■ Text segment
######
Chat Leftovers: Wood vs. Plastic Cutting Boards
Got questions for the Food staff? Your weekly chance to ask them comes up in just a few hours. Join us at 1 today for our Free Range chat. On this week's guest list: Deborah Madison, one of the country's best-known vegetarian cookbook authors. And, as always, there'll be prizes for a couple of lucky chatters.
We'll get to as many questions as we can in the course of the hour, but there are always leftovers. Here's one from last's week's chat.
Would you please point me to some reliable, science-based information on the relative merits of wood vs. acrylic cutting boards? I am interested in both their food safety features and their effect on knife blades. I have heard conflicting information on whether wood boards are actually a food safety peril or a food safety benefit; likewise, I have heard that some acrylic boards can dull knife edges. I’d like to read something factual and informative that will help me evaluate my choices.
You're right about conflicting information. There's a lot of disagreement about which kind of board is safer. But I thought this report from the Hospitality Institute of Technology and Management looked reasonable.
######
■ Dataset extract
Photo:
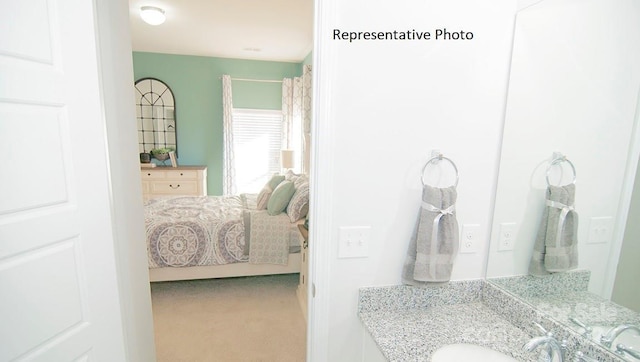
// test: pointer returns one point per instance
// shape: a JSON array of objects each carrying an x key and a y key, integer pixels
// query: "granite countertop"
[
  {"x": 415, "y": 334},
  {"x": 410, "y": 323}
]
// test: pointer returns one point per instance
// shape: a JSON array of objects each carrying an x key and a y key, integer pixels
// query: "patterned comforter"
[{"x": 210, "y": 230}]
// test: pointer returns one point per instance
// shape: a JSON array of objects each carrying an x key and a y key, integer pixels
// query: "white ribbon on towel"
[
  {"x": 566, "y": 209},
  {"x": 434, "y": 231}
]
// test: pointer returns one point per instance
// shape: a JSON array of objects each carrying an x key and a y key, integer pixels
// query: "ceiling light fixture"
[{"x": 152, "y": 15}]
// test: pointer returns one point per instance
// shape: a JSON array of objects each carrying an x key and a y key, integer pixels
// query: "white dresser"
[{"x": 166, "y": 181}]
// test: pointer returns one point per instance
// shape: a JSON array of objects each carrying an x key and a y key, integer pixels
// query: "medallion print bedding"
[{"x": 207, "y": 230}]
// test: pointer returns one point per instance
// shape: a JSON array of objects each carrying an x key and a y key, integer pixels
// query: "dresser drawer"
[
  {"x": 180, "y": 175},
  {"x": 152, "y": 175},
  {"x": 173, "y": 187}
]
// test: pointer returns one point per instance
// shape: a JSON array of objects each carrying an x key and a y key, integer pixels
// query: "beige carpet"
[{"x": 233, "y": 319}]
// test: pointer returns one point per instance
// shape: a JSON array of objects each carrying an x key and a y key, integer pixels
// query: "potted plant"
[{"x": 161, "y": 154}]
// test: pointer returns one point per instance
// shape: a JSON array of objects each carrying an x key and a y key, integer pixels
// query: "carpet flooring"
[{"x": 233, "y": 319}]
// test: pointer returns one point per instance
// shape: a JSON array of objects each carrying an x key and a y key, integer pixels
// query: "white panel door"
[{"x": 58, "y": 289}]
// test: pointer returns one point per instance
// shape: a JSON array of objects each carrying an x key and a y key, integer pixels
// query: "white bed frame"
[{"x": 225, "y": 271}]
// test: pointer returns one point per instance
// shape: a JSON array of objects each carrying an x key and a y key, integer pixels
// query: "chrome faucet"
[
  {"x": 608, "y": 339},
  {"x": 580, "y": 357},
  {"x": 553, "y": 346},
  {"x": 622, "y": 349}
]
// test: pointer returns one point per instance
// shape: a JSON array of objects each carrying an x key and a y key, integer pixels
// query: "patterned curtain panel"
[
  {"x": 228, "y": 172},
  {"x": 307, "y": 96},
  {"x": 292, "y": 115}
]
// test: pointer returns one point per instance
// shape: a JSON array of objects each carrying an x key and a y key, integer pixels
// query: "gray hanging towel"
[
  {"x": 556, "y": 246},
  {"x": 434, "y": 244}
]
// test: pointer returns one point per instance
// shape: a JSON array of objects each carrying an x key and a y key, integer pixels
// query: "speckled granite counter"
[
  {"x": 414, "y": 335},
  {"x": 410, "y": 324}
]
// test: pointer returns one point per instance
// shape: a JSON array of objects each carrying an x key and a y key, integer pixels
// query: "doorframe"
[
  {"x": 321, "y": 174},
  {"x": 623, "y": 205}
]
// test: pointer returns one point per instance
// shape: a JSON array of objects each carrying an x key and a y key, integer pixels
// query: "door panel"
[{"x": 60, "y": 300}]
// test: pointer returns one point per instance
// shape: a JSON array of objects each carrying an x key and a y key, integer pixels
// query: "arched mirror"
[{"x": 155, "y": 115}]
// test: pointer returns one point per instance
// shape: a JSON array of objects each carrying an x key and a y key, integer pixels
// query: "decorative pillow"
[
  {"x": 299, "y": 205},
  {"x": 280, "y": 198},
  {"x": 263, "y": 197},
  {"x": 296, "y": 178}
]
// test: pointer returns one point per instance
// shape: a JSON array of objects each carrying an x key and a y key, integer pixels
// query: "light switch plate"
[
  {"x": 354, "y": 242},
  {"x": 600, "y": 229},
  {"x": 470, "y": 238}
]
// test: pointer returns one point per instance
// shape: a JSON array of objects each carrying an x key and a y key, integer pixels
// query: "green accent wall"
[{"x": 197, "y": 87}]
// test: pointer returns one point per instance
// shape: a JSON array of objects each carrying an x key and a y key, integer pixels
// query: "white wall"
[
  {"x": 573, "y": 86},
  {"x": 383, "y": 106}
]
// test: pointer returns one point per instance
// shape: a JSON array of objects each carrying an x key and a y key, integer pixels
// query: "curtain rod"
[{"x": 256, "y": 80}]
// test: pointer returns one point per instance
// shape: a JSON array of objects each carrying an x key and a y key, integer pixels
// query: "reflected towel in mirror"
[{"x": 556, "y": 245}]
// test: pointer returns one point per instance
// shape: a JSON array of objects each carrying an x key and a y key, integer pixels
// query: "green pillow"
[
  {"x": 280, "y": 198},
  {"x": 264, "y": 195}
]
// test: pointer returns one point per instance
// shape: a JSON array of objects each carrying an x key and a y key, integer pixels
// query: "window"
[{"x": 257, "y": 140}]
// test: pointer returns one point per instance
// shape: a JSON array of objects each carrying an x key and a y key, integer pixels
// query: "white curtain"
[
  {"x": 228, "y": 172},
  {"x": 293, "y": 114},
  {"x": 307, "y": 87}
]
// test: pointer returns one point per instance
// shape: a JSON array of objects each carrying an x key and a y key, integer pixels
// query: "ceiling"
[{"x": 277, "y": 30}]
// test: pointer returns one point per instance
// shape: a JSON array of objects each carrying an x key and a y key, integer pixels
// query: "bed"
[{"x": 200, "y": 237}]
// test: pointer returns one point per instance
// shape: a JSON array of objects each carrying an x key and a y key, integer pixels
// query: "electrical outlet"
[
  {"x": 470, "y": 238},
  {"x": 600, "y": 229},
  {"x": 507, "y": 238},
  {"x": 354, "y": 242}
]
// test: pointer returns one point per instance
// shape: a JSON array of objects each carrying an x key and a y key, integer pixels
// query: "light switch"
[
  {"x": 470, "y": 238},
  {"x": 600, "y": 229},
  {"x": 507, "y": 237},
  {"x": 354, "y": 242}
]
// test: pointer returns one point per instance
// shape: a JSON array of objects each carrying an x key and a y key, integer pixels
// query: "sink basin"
[
  {"x": 628, "y": 338},
  {"x": 469, "y": 352}
]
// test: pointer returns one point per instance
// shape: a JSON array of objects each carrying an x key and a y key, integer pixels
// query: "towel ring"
[
  {"x": 439, "y": 158},
  {"x": 558, "y": 161}
]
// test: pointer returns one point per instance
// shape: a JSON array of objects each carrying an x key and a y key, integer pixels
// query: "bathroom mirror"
[
  {"x": 573, "y": 91},
  {"x": 155, "y": 115}
]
######
■ Questions to answer
1) In the cutting-board text, who is the guest on this week's Free Range chat?
2) Decide whether each statement agrees with the cutting-board text, and quote the words that settle it.
(a) The reader asking the question cares only about food safety, not about knives.
(b) The reader has heard that some acrylic boards can dull knife edges.
(c) The reply describes a report from the Hospitality Institute of Technology and Management as reasonable-looking.
3) Carry on the cutting-board text from its final sentence.

■ Exercise responses
1) Deborah Madison, one of the country's best-known vegetarian cookbook authors.

2)
(a) No: "I am interested in both their food safety features and their effect on knife blades."
(b) Yes: "I have heard that some acrylic boards can dull knife edges."
(c) Yes: "I thought this report from the Hospitality Institute of Technology and Management looked reasonable."

3)
The researchers contaminated cutting boards made of wood and plastic, measured the bacteria that were present, then cleaned the boards with different solutions. The results indicate some differences, but the differences aren't as dramatic as you might expect. It turns out that a rinse with water is more effective on wood than on plastic. The most effective cleaning product -- a mix of water and vinegar at a ratio of 4 to 1 -- removed nearly all bacteria from the plastic and wasn't as effective on wood.
That result, by the way, conflicts with a 1993 study at the University of Wisconsin that got a lot of publicity back in the day. It showed wood to be markedly easier to disinfect. But its methodology was later questioned. This HITM study is somewhat more recent.
As to which is easier on your knife, the consensus seems to be that a board made of end-grain wood (cut crosswise, against the grain) will be slower to dull the blade. These are usually boards made by glueing several pieces of wood together. Side-grain boards are a little harder, so they dull the knife more, and because they are usually made of one large piece of wood, they tend to warp when you get them wet.